## [Exercise objective]
Can you transcribe, word for word, the part of the article on Oscar-winning films starting at "The typical Academy" and ending at "watch right now."?

“I think it’s a great honour to win an Oscar but I think if you aim to be rewarded in your life you’ll get nowhere. I think that the biggest reward is the work itself and what you get out of it and the connections you make with other people.” – Natalie Portman
The Academy has often received flak and criticism for its partial and biased judgement, numerous times on basis of colourism, sexism, lack of diversity and homophobia (Brokeback Mountain was inarguably the Best picture). No matter how much we try and downplay the Academy Awards, every single person associated with filmography in Hollywood dreams of having an Oscar to their name someday, to feed their ego. Winning an Oscar becomes the highlight of their career. Take Leonardo DiCaprio for instance. His disgruntled face at every Academy Award shows, clapping begrudgingly for others, while his brilliant performances went unnoticed year after year was the butt of many jokes. When he finally won one for his outstanding performance in Inarritu’s The Revenant, the look of relief and calm on his face was evident. Even his best friend Kate Winslet expressed her unbridled joy in witnessing Leo finally winning the award.
The typical Academy Award show format sees awards being handed out over 24 different categories, which include direction, acting, cinematography, editing, costume design and many other categories. While every Award show sees a monumental controversy regarding the (poor) choices on behalf of the members, it is an overall enjoyable experience. To hear the actors and actresses bawl their hearts out about a role they have invested so much in is definitely inspirational and moving. Receiving a nomination itself is a huge deal, winning is a different game altogether.
Netflix has a wide variety of films with a specific category in its interface titled ‘award-winning’ films. We decided to list out the 10 best Oscar-winning films streaming on Netflix that you need to watch right now.

## [Referring expression data]
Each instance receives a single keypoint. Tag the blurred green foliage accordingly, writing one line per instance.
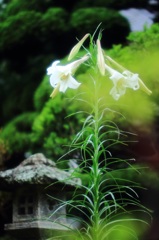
(85, 20)
(48, 130)
(114, 4)
(32, 35)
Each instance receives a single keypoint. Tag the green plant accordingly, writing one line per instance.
(85, 19)
(108, 202)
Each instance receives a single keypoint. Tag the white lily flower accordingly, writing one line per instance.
(77, 47)
(61, 76)
(122, 81)
(130, 75)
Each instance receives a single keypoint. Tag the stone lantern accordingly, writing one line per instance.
(39, 190)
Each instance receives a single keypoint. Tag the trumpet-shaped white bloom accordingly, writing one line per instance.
(122, 81)
(61, 76)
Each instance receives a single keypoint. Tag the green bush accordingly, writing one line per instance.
(114, 4)
(52, 130)
(87, 19)
(17, 133)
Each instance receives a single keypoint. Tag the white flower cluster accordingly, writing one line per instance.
(61, 77)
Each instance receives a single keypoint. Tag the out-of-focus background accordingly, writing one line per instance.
(36, 32)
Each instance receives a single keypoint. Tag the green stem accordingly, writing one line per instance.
(95, 168)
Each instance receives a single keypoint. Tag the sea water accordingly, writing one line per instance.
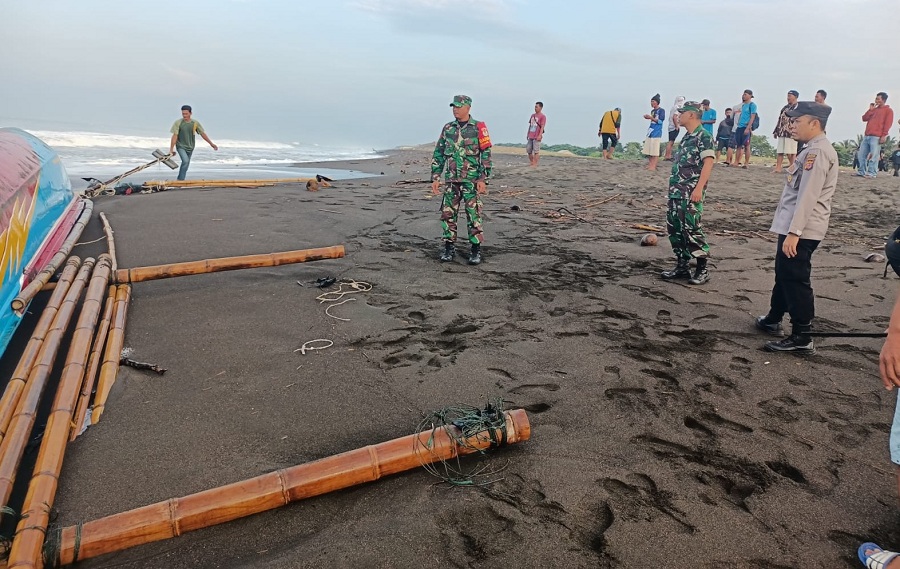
(104, 156)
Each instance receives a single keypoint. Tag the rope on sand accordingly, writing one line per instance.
(330, 306)
(306, 347)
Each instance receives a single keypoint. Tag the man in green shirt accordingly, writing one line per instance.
(183, 132)
(687, 189)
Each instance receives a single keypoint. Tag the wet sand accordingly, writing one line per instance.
(662, 436)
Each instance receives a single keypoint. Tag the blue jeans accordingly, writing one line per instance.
(185, 161)
(870, 146)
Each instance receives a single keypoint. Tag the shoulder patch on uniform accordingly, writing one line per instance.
(810, 160)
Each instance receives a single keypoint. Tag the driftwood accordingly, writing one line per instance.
(177, 516)
(142, 365)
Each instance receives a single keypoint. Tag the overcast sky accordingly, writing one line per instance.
(381, 73)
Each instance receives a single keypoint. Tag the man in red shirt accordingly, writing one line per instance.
(878, 121)
(536, 125)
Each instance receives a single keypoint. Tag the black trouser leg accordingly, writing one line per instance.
(793, 293)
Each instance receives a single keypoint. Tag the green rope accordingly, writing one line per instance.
(469, 427)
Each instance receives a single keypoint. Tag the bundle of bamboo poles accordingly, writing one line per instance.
(29, 539)
(177, 516)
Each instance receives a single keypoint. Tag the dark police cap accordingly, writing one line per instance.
(811, 108)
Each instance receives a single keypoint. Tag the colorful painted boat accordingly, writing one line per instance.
(37, 212)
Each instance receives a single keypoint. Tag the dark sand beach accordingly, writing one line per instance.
(662, 436)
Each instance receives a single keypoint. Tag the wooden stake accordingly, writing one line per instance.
(28, 293)
(107, 228)
(16, 385)
(140, 274)
(20, 426)
(177, 516)
(113, 353)
(32, 527)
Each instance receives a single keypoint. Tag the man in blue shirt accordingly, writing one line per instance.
(744, 128)
(656, 116)
(709, 116)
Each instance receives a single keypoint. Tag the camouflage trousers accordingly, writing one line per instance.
(457, 193)
(685, 233)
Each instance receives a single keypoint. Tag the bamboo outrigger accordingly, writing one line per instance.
(35, 516)
(140, 274)
(177, 516)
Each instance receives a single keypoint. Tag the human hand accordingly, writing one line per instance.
(789, 248)
(889, 361)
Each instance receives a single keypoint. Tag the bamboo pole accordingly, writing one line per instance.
(177, 516)
(190, 183)
(21, 301)
(23, 419)
(90, 375)
(107, 228)
(16, 385)
(110, 367)
(140, 274)
(35, 516)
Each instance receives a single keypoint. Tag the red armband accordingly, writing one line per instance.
(484, 138)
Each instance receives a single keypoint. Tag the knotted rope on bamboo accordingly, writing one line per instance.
(174, 517)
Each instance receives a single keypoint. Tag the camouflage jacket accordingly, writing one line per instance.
(458, 149)
(695, 146)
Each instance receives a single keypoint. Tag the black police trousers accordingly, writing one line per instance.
(792, 293)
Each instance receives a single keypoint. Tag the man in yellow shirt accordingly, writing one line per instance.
(610, 131)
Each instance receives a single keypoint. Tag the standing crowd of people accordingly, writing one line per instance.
(462, 156)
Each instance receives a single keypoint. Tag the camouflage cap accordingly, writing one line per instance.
(461, 101)
(690, 106)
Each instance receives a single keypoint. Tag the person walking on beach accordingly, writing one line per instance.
(800, 221)
(744, 130)
(786, 145)
(535, 133)
(709, 116)
(673, 126)
(610, 131)
(183, 139)
(878, 119)
(656, 116)
(464, 146)
(687, 189)
(723, 136)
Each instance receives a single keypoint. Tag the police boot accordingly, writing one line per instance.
(799, 342)
(701, 274)
(681, 271)
(475, 255)
(448, 253)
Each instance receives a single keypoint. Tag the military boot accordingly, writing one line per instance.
(475, 255)
(448, 253)
(681, 271)
(701, 274)
(799, 342)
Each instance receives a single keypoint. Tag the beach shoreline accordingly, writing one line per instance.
(661, 433)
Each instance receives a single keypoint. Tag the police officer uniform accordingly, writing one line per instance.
(804, 211)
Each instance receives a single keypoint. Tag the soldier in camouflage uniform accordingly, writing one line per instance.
(465, 148)
(687, 188)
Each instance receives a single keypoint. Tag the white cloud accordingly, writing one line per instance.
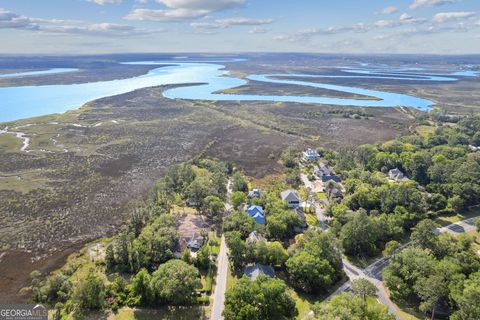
(449, 16)
(389, 10)
(102, 2)
(430, 3)
(11, 20)
(207, 5)
(178, 10)
(165, 15)
(257, 30)
(228, 22)
(100, 29)
(405, 17)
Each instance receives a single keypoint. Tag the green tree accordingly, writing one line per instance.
(423, 235)
(364, 289)
(214, 207)
(405, 269)
(202, 260)
(237, 249)
(239, 221)
(109, 257)
(346, 306)
(141, 287)
(239, 184)
(277, 255)
(237, 199)
(174, 282)
(89, 293)
(431, 290)
(466, 296)
(315, 263)
(390, 248)
(359, 236)
(282, 225)
(289, 158)
(262, 299)
(456, 203)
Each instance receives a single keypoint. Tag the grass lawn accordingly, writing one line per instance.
(446, 220)
(231, 278)
(476, 237)
(408, 312)
(321, 195)
(302, 303)
(180, 210)
(181, 313)
(362, 262)
(425, 130)
(312, 220)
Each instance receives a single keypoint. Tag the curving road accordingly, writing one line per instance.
(374, 272)
(222, 267)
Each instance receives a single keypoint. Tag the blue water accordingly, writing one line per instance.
(29, 101)
(35, 73)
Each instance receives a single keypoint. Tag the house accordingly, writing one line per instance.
(291, 197)
(395, 174)
(310, 155)
(255, 237)
(254, 271)
(255, 193)
(332, 177)
(256, 212)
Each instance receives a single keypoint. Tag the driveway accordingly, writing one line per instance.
(222, 266)
(374, 272)
(221, 282)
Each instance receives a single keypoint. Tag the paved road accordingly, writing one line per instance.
(374, 272)
(221, 282)
(222, 267)
(319, 211)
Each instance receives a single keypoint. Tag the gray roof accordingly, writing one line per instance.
(258, 269)
(288, 194)
(254, 237)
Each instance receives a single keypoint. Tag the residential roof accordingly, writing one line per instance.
(255, 237)
(255, 193)
(254, 271)
(311, 153)
(289, 195)
(334, 178)
(256, 212)
(252, 209)
(396, 174)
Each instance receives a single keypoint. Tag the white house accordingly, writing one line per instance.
(310, 155)
(395, 174)
(255, 193)
(291, 197)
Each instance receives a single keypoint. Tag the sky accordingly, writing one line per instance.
(324, 26)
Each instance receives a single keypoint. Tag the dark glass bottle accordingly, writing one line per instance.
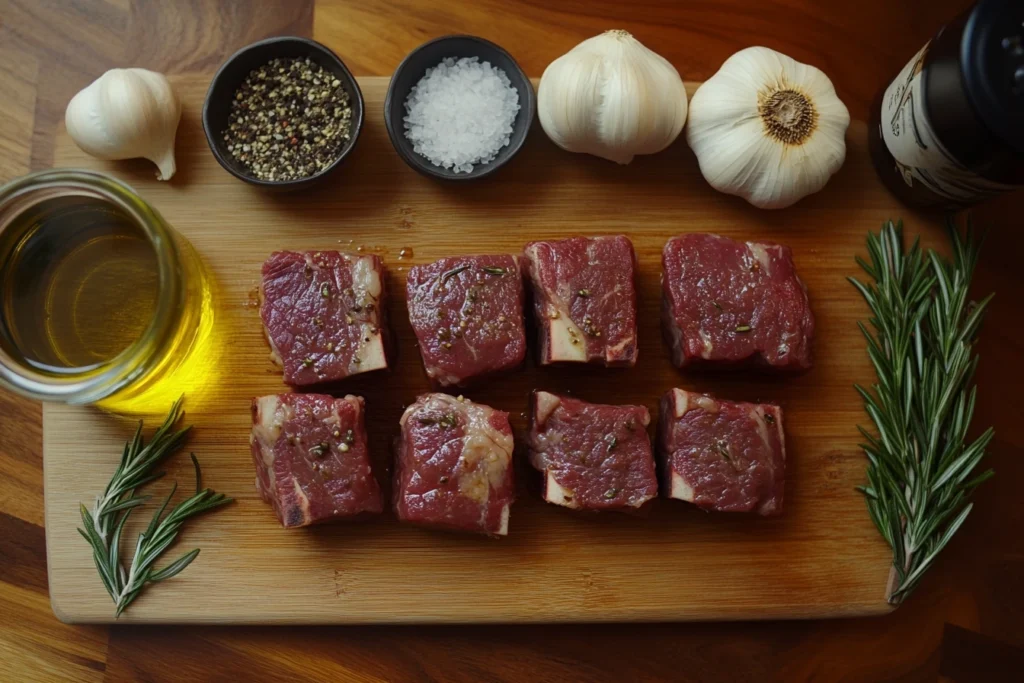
(948, 131)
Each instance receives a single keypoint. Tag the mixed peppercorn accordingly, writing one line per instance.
(290, 119)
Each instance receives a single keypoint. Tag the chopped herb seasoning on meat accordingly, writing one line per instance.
(290, 119)
(723, 450)
(449, 420)
(449, 274)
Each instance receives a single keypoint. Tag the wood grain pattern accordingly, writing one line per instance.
(976, 583)
(677, 564)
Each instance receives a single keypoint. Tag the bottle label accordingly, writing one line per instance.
(920, 156)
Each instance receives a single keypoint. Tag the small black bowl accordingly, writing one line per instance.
(430, 54)
(216, 109)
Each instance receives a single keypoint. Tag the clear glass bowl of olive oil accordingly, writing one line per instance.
(100, 300)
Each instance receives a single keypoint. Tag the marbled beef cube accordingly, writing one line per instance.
(311, 459)
(721, 455)
(325, 314)
(467, 314)
(454, 466)
(592, 457)
(585, 299)
(728, 302)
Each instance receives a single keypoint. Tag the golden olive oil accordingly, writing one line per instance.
(81, 285)
(100, 301)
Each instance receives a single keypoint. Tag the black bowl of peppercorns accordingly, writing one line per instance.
(283, 113)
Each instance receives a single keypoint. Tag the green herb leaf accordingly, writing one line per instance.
(449, 274)
(921, 341)
(103, 524)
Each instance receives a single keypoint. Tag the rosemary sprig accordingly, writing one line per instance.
(105, 521)
(920, 471)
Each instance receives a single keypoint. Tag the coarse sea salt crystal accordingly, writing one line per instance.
(461, 114)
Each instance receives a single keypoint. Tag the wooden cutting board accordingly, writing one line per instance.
(821, 558)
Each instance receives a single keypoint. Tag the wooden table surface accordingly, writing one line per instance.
(965, 621)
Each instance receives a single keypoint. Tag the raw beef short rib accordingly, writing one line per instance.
(454, 466)
(592, 457)
(467, 314)
(721, 455)
(325, 315)
(311, 459)
(727, 302)
(585, 299)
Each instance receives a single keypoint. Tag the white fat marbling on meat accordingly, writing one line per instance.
(684, 401)
(707, 346)
(486, 453)
(565, 340)
(680, 489)
(681, 401)
(558, 495)
(270, 418)
(366, 280)
(546, 404)
(370, 354)
(611, 353)
(503, 527)
(303, 501)
(758, 416)
(760, 254)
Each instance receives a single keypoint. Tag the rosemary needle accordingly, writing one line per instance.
(920, 471)
(104, 523)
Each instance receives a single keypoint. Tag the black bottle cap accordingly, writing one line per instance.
(992, 66)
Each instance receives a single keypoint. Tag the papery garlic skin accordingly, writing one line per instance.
(767, 128)
(611, 97)
(127, 114)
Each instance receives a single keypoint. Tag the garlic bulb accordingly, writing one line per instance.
(126, 114)
(611, 97)
(767, 128)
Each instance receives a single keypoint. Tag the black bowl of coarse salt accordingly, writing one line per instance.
(459, 108)
(283, 113)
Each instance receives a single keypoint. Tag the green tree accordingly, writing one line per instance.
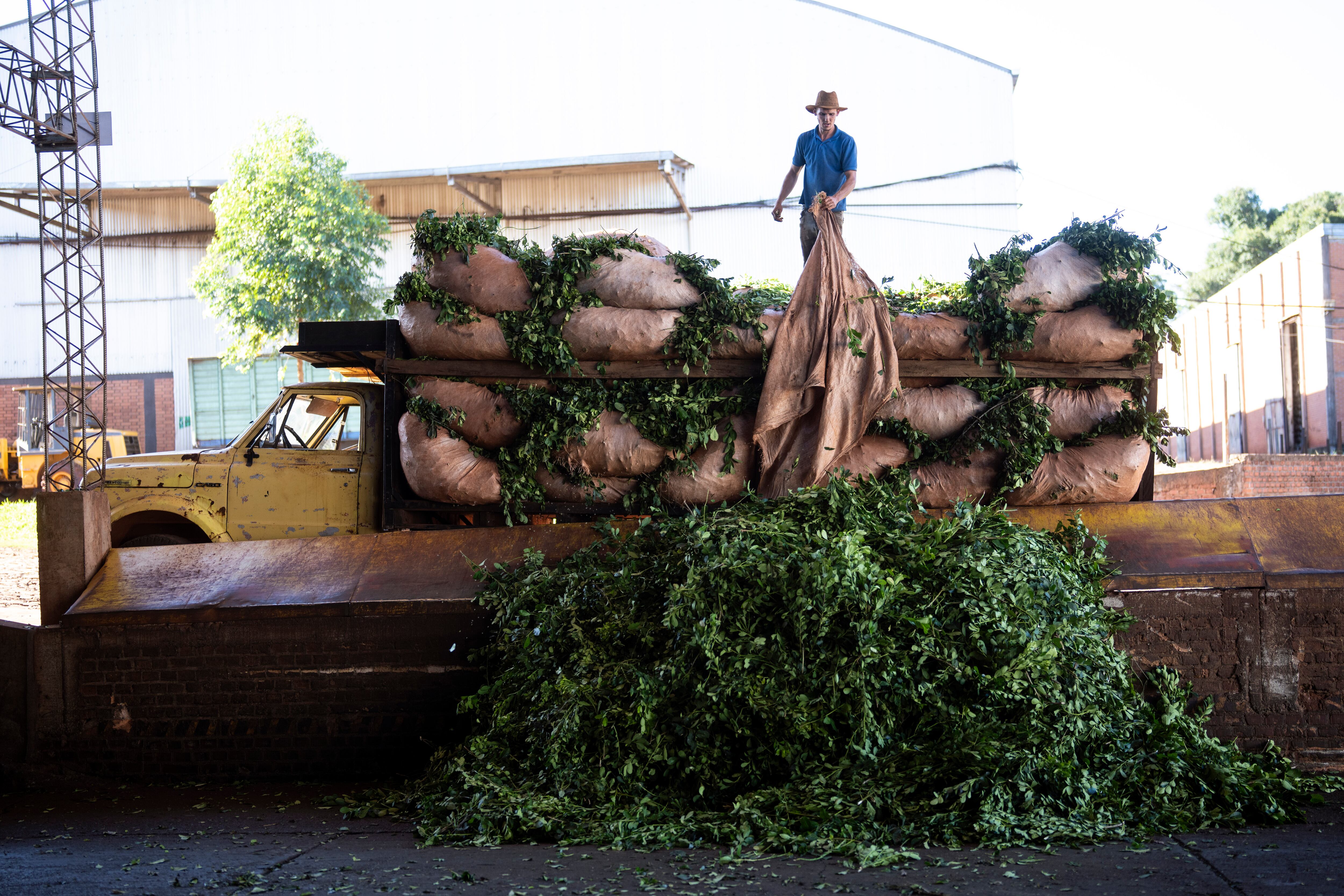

## [Answer box]
The typical Academy Award show format sees awards being handed out over 24 different categories, which include direction, acting, cinematography, editing, costume design and many other categories. While every Award show sees a monumental controversy regarding the (poor) choices on behalf of the members, it is an overall enjoyable experience. To hear the actors and actresses bawl their hearts out about a role they have invested so much in is definitely inspirational and moving. Receiving a nomination itself is a huge deal, winning is a different game altogether.
Netflix has a wide variety of films with a specific category in its interface titled ‘award-winning’ films. We decided to list out the 10 best Oscar-winning films streaming on Netflix that you need to watch right now.